> Exercise aim:
Copy out the material below, everything from its first line down to the line containing "column 695, row 350", both ends included, and leave the pictures out.

++++

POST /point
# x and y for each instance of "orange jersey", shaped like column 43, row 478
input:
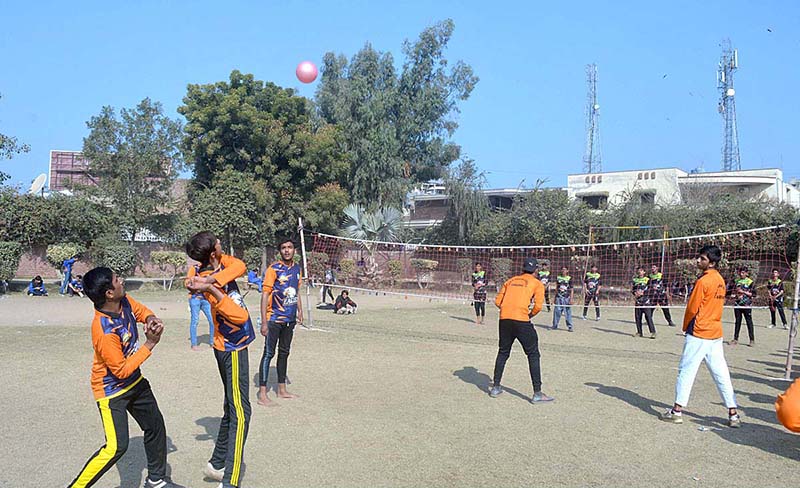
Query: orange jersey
column 517, row 296
column 703, row 316
column 117, row 355
column 787, row 407
column 233, row 329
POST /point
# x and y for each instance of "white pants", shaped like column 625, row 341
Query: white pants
column 695, row 350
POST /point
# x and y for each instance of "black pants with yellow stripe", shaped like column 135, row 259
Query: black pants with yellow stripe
column 229, row 449
column 140, row 402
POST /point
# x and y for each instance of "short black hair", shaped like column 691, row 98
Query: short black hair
column 712, row 252
column 201, row 246
column 281, row 240
column 96, row 283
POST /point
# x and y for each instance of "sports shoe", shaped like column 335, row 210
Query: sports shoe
column 162, row 483
column 212, row 473
column 539, row 397
column 671, row 417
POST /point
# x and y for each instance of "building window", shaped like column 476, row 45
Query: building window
column 595, row 201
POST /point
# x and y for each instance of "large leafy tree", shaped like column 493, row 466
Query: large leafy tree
column 265, row 131
column 397, row 126
column 237, row 208
column 136, row 157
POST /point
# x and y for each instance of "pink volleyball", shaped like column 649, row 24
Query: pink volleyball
column 306, row 72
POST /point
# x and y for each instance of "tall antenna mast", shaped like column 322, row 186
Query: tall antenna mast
column 728, row 64
column 592, row 158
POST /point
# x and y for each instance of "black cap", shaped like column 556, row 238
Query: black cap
column 530, row 265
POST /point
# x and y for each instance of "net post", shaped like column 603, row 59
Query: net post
column 305, row 272
column 793, row 322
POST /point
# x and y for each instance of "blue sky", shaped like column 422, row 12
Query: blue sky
column 62, row 61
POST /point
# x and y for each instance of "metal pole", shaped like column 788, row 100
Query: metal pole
column 305, row 273
column 793, row 326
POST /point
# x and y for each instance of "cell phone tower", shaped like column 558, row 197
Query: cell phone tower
column 728, row 64
column 592, row 158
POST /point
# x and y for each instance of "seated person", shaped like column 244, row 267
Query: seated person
column 344, row 304
column 75, row 286
column 254, row 280
column 36, row 287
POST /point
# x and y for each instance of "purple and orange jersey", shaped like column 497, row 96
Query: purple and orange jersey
column 233, row 329
column 281, row 284
column 117, row 355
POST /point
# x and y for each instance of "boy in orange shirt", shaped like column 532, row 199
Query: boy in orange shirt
column 117, row 382
column 702, row 323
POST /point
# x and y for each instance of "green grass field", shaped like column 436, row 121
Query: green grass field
column 397, row 396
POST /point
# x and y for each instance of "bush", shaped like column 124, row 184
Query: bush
column 169, row 262
column 10, row 252
column 395, row 270
column 58, row 253
column 120, row 258
column 317, row 264
column 252, row 257
column 347, row 269
column 424, row 269
column 501, row 271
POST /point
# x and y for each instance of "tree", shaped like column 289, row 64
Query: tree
column 136, row 157
column 468, row 204
column 237, row 208
column 10, row 146
column 266, row 131
column 396, row 127
column 368, row 226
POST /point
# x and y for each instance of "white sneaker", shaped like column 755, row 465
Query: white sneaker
column 215, row 474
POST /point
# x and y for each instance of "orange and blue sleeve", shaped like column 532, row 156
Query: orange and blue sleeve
column 109, row 348
column 234, row 268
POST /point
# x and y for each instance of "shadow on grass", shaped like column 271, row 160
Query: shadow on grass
column 482, row 381
column 131, row 465
column 762, row 437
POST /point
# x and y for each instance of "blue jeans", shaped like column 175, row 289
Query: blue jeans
column 562, row 307
column 67, row 278
column 196, row 305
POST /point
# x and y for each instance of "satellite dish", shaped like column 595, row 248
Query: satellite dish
column 38, row 184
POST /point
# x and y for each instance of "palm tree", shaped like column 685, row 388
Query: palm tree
column 369, row 226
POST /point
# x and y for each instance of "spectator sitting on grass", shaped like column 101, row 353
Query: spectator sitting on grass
column 36, row 287
column 75, row 286
column 344, row 304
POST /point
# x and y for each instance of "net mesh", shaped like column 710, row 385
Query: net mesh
column 445, row 272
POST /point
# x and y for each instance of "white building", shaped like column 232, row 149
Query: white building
column 668, row 186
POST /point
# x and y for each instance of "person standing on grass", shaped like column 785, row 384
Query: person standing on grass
column 544, row 276
column 281, row 309
column 743, row 293
column 215, row 277
column 519, row 300
column 640, row 288
column 591, row 290
column 117, row 381
column 563, row 305
column 479, row 293
column 702, row 323
column 659, row 293
column 776, row 294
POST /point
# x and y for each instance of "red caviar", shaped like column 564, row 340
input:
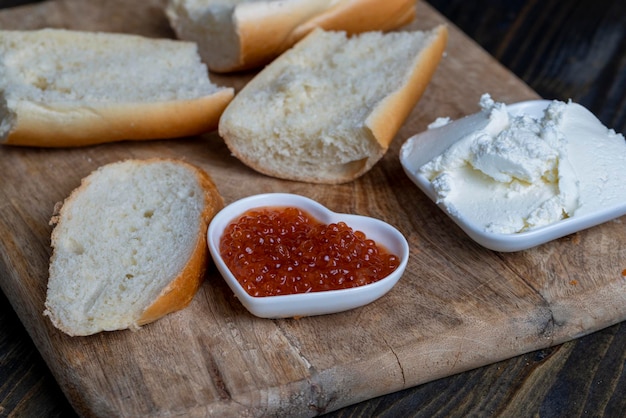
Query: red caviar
column 284, row 250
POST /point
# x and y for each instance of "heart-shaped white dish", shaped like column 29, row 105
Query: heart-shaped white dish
column 313, row 303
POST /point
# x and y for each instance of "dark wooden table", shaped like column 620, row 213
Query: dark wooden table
column 563, row 50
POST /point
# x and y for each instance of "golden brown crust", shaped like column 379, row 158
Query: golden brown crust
column 359, row 16
column 390, row 114
column 179, row 293
column 50, row 125
column 264, row 33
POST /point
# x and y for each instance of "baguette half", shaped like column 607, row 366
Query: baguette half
column 129, row 245
column 235, row 35
column 327, row 110
column 62, row 88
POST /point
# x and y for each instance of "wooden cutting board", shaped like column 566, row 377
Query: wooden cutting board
column 457, row 307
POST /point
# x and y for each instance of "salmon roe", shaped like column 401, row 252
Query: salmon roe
column 284, row 250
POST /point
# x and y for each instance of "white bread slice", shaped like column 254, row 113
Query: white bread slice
column 235, row 35
column 71, row 88
column 129, row 245
column 327, row 110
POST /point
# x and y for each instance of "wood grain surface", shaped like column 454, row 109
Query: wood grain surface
column 458, row 307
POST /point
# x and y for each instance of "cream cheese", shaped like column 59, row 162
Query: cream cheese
column 518, row 172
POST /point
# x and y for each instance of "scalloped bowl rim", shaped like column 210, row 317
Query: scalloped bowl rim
column 313, row 303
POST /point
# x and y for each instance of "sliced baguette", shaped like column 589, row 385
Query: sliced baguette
column 61, row 88
column 235, row 35
column 327, row 110
column 129, row 245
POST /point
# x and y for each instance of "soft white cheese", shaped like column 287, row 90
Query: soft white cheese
column 519, row 173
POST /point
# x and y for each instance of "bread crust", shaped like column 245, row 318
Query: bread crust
column 64, row 125
column 379, row 128
column 263, row 30
column 179, row 293
column 387, row 118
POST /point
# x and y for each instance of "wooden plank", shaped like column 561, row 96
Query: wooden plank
column 458, row 306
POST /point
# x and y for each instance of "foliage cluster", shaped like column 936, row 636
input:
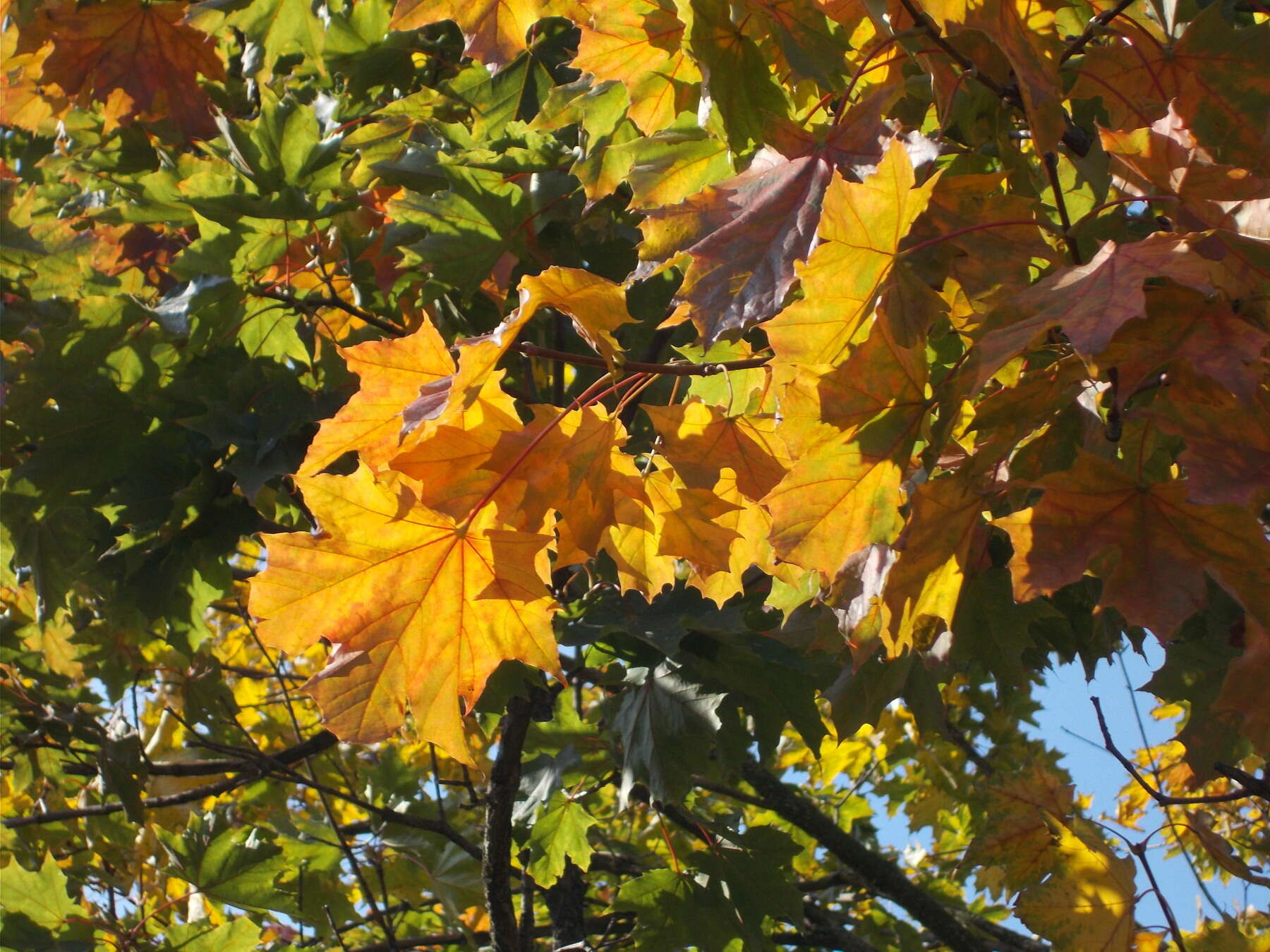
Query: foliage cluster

++++

> Solution:
POST /point
# x and y for each instance of "orange jersey", shaped like column 43, row 478
input:
Query: orange jersey
column 517, row 296
column 703, row 316
column 117, row 355
column 787, row 407
column 233, row 329
POST /point
# x and y for each instance of "white pants", shaped like column 625, row 341
Query: white pants
column 695, row 350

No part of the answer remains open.